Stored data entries

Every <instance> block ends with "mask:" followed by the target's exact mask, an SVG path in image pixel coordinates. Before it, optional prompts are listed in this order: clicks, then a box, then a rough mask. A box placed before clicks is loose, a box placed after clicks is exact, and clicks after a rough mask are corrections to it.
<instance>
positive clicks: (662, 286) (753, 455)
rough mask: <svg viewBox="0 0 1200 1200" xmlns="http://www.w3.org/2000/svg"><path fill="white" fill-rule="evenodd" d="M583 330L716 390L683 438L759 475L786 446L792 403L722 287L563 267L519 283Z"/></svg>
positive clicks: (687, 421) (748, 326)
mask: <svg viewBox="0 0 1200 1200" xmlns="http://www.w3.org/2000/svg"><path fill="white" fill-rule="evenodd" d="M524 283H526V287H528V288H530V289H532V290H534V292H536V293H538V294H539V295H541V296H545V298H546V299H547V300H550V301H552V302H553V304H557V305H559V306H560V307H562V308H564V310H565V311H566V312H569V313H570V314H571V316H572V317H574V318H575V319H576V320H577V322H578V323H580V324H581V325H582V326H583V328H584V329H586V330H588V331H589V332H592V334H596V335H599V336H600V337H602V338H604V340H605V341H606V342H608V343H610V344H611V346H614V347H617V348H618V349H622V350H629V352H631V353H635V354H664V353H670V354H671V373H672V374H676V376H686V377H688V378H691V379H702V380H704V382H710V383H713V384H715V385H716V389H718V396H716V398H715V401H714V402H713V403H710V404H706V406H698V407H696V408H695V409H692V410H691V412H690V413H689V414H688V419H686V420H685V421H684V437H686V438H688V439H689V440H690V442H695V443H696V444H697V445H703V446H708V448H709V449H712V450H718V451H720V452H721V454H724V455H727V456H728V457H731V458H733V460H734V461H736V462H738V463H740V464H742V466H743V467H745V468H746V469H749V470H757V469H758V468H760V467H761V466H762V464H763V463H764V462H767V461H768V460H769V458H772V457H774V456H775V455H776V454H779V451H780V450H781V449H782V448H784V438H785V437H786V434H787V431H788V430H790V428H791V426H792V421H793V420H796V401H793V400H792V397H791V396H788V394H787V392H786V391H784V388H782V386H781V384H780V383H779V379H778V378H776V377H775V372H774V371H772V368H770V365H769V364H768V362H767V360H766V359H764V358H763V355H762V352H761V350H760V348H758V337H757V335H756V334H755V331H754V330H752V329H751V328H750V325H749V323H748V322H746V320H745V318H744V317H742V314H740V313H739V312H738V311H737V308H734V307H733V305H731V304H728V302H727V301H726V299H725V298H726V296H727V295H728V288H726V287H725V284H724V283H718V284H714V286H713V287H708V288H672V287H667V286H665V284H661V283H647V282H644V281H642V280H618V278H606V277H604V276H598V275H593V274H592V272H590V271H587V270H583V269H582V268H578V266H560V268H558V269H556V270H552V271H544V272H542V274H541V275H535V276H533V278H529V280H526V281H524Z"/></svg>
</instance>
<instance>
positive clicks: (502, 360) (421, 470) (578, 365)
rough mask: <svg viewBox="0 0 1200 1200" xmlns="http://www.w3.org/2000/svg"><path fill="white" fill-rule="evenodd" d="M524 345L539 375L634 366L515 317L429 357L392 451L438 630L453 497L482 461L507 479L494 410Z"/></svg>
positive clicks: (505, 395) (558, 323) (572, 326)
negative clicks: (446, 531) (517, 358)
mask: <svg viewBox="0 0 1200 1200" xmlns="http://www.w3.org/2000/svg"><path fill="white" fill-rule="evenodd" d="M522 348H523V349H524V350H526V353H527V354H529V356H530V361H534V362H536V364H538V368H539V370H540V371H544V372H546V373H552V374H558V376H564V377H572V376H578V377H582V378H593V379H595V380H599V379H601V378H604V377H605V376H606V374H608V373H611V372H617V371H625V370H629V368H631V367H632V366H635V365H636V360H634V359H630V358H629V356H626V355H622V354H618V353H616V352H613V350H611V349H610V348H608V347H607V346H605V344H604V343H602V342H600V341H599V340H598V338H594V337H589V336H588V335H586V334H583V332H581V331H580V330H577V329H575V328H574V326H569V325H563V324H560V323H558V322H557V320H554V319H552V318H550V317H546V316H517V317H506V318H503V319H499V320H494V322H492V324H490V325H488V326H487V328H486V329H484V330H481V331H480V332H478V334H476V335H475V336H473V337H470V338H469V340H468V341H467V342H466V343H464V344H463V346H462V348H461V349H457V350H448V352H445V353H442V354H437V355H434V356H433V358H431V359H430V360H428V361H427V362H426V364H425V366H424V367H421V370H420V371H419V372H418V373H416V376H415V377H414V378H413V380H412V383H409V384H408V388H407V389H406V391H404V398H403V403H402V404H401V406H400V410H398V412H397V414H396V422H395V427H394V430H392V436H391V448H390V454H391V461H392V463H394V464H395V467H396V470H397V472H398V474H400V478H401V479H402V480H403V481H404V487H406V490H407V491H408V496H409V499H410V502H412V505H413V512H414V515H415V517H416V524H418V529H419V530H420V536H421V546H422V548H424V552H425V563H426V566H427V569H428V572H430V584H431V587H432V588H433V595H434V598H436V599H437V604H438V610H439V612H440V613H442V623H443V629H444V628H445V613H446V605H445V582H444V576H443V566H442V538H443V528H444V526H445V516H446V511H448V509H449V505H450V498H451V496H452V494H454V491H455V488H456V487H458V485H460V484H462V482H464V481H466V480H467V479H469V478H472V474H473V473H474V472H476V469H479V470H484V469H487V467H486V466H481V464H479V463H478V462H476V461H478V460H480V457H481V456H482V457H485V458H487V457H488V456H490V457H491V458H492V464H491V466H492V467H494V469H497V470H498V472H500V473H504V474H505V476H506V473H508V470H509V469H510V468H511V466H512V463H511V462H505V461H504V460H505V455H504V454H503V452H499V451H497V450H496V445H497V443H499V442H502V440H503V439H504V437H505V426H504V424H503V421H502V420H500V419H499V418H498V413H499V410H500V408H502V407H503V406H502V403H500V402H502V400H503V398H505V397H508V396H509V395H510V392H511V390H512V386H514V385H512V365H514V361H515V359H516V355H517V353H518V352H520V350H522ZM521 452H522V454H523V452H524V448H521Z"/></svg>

## Task details
Without any alteration, repeat each entry shown above.

## Exercise output
Every <instance> block ends with "mask:" followed by the target's exact mask, an SVG path in image pixel coordinates. Before it, optional prompts are listed in this order: clicks, then a box, then a rough mask. A box placed before clicks is loose, a box placed after clicks is exact, and clicks after a rough mask are corrections to it.
<instance>
positive clicks: (662, 286) (753, 455)
rough mask: <svg viewBox="0 0 1200 1200" xmlns="http://www.w3.org/2000/svg"><path fill="white" fill-rule="evenodd" d="M583 330L716 390L683 438L759 475L786 446L792 403L722 287L563 267L519 283Z"/></svg>
positive clicks: (687, 421) (748, 326)
mask: <svg viewBox="0 0 1200 1200" xmlns="http://www.w3.org/2000/svg"><path fill="white" fill-rule="evenodd" d="M524 283H526V287H528V288H530V289H532V290H534V292H536V293H538V294H539V295H541V296H545V298H546V299H547V300H550V301H552V302H553V304H557V305H559V306H560V307H562V308H564V310H565V311H566V312H569V313H570V314H571V316H572V317H574V318H575V319H576V320H577V322H578V323H580V324H581V325H582V326H583V328H584V329H586V330H588V331H589V332H592V334H596V335H599V336H600V337H602V338H604V340H605V341H606V342H608V343H610V344H611V346H614V347H617V348H618V349H622V350H629V352H631V353H635V354H664V353H670V354H671V373H672V374H676V376H686V377H688V378H691V379H702V380H704V382H710V383H713V384H715V385H716V389H718V396H716V398H715V401H714V402H713V403H710V404H706V406H698V407H696V408H695V409H692V410H691V412H690V413H689V414H688V419H686V420H685V421H684V437H686V438H688V439H689V440H690V442H695V443H696V444H697V445H703V446H708V448H709V449H712V450H718V451H720V452H721V454H724V455H727V456H728V457H731V458H733V460H734V461H736V462H738V463H740V464H742V466H743V467H745V468H746V469H749V470H757V469H758V468H760V467H761V466H762V464H763V463H764V462H767V461H768V460H769V458H772V457H774V456H775V455H776V454H779V451H780V450H781V449H782V448H784V438H785V437H786V434H787V431H788V430H790V428H791V426H792V421H793V420H796V401H793V400H792V397H791V396H788V394H787V392H786V391H784V388H782V386H781V384H780V383H779V379H778V378H776V377H775V372H774V371H772V368H770V365H769V364H768V362H767V360H766V359H764V358H763V355H762V352H761V350H760V348H758V337H757V335H756V334H755V331H754V330H752V329H751V328H750V325H749V323H748V322H746V320H745V318H744V317H742V314H740V313H739V312H738V311H737V308H734V307H733V305H731V304H728V302H727V301H726V299H725V298H726V296H727V295H728V288H726V287H725V284H724V283H718V284H714V286H713V287H708V288H672V287H667V286H665V284H661V283H647V282H644V281H642V280H618V278H606V277H604V276H598V275H593V274H592V272H590V271H587V270H583V269H582V268H578V266H560V268H558V269H556V270H552V271H544V272H542V274H541V275H535V276H533V278H529V280H526V281H524Z"/></svg>
</instance>
<instance>
positive clicks: (502, 360) (421, 470) (578, 365)
rough mask: <svg viewBox="0 0 1200 1200" xmlns="http://www.w3.org/2000/svg"><path fill="white" fill-rule="evenodd" d="M524 345L539 375L634 366L515 317L429 357L392 451L438 630L453 497L482 461L507 479L494 410Z"/></svg>
positive clicks: (505, 395) (558, 323) (572, 326)
negative clicks: (446, 531) (517, 358)
mask: <svg viewBox="0 0 1200 1200" xmlns="http://www.w3.org/2000/svg"><path fill="white" fill-rule="evenodd" d="M522 348H523V349H524V350H526V353H527V354H529V356H530V361H534V362H536V364H538V368H539V370H540V371H544V372H546V373H552V374H558V376H564V377H572V376H578V377H582V378H593V379H595V380H599V379H601V378H604V377H605V376H606V374H608V373H611V372H617V371H625V370H629V368H631V367H632V366H635V365H636V360H634V359H630V358H629V356H626V355H622V354H618V353H616V352H613V350H611V349H610V348H608V347H607V346H605V344H604V343H602V342H600V341H599V340H598V338H594V337H589V336H588V335H586V334H583V332H581V331H580V330H577V329H575V328H574V326H569V325H563V324H560V323H558V322H557V320H554V319H552V318H550V317H546V316H517V317H506V318H503V319H499V320H494V322H492V324H490V325H488V326H487V328H486V329H484V330H481V331H480V332H478V334H476V335H475V336H473V337H470V338H469V340H468V341H467V342H466V343H464V344H463V346H462V348H461V349H457V350H448V352H445V353H442V354H437V355H434V356H433V358H431V359H430V360H428V361H427V362H426V364H425V366H424V367H421V370H420V371H419V372H418V373H416V376H415V377H414V378H413V380H412V383H409V384H408V388H407V389H406V391H404V398H403V403H402V404H401V406H400V410H398V412H397V414H396V422H395V427H394V430H392V436H391V448H390V454H391V461H392V463H394V464H395V467H396V470H397V472H398V474H400V478H401V479H402V480H403V481H404V487H406V490H407V491H408V496H409V499H410V502H412V505H413V512H414V515H415V517H416V524H418V529H419V530H420V536H421V546H422V548H424V552H425V563H426V566H427V569H428V572H430V584H431V587H432V588H433V595H434V598H436V599H437V604H438V610H439V612H440V613H442V623H443V629H444V628H445V613H446V605H445V582H444V576H443V566H442V538H443V528H444V526H445V516H446V511H448V509H449V505H450V498H451V496H452V494H454V491H455V488H456V487H458V485H460V484H462V482H464V481H466V480H467V479H469V478H472V474H473V473H474V472H476V469H479V470H484V469H487V467H486V466H481V464H479V463H478V462H476V461H478V460H480V457H481V456H482V457H485V458H487V457H488V456H490V457H491V458H492V464H491V466H492V467H494V469H497V470H498V472H500V473H504V474H505V476H506V473H508V470H509V469H510V468H511V466H512V463H511V462H505V461H504V460H505V455H504V454H503V452H499V451H497V450H496V445H497V443H499V442H502V440H503V439H504V437H505V426H504V424H503V421H502V420H500V419H499V418H498V413H499V410H500V408H502V407H503V406H502V403H500V402H502V400H503V398H505V397H508V396H509V395H510V392H511V390H512V386H514V385H512V365H514V361H515V359H516V355H517V353H518V352H520V350H522ZM521 452H522V454H523V452H524V448H521Z"/></svg>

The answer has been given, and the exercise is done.